* **EXERCISE BRIEF**
Pull out the lines below and reproduce each one verbatim.

* **RECORD SET**
════════════════

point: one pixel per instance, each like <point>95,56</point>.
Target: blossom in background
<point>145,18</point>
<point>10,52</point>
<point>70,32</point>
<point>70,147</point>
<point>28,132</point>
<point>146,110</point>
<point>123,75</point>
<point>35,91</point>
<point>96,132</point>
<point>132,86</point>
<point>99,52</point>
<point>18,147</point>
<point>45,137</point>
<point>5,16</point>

════════════════

* **ANSWER TO THE TASK**
point: one pixel per instance, each like <point>95,56</point>.
Target: blossom in background
<point>145,18</point>
<point>10,52</point>
<point>70,32</point>
<point>70,147</point>
<point>28,132</point>
<point>146,110</point>
<point>123,75</point>
<point>35,91</point>
<point>96,132</point>
<point>132,86</point>
<point>99,52</point>
<point>18,147</point>
<point>45,137</point>
<point>5,16</point>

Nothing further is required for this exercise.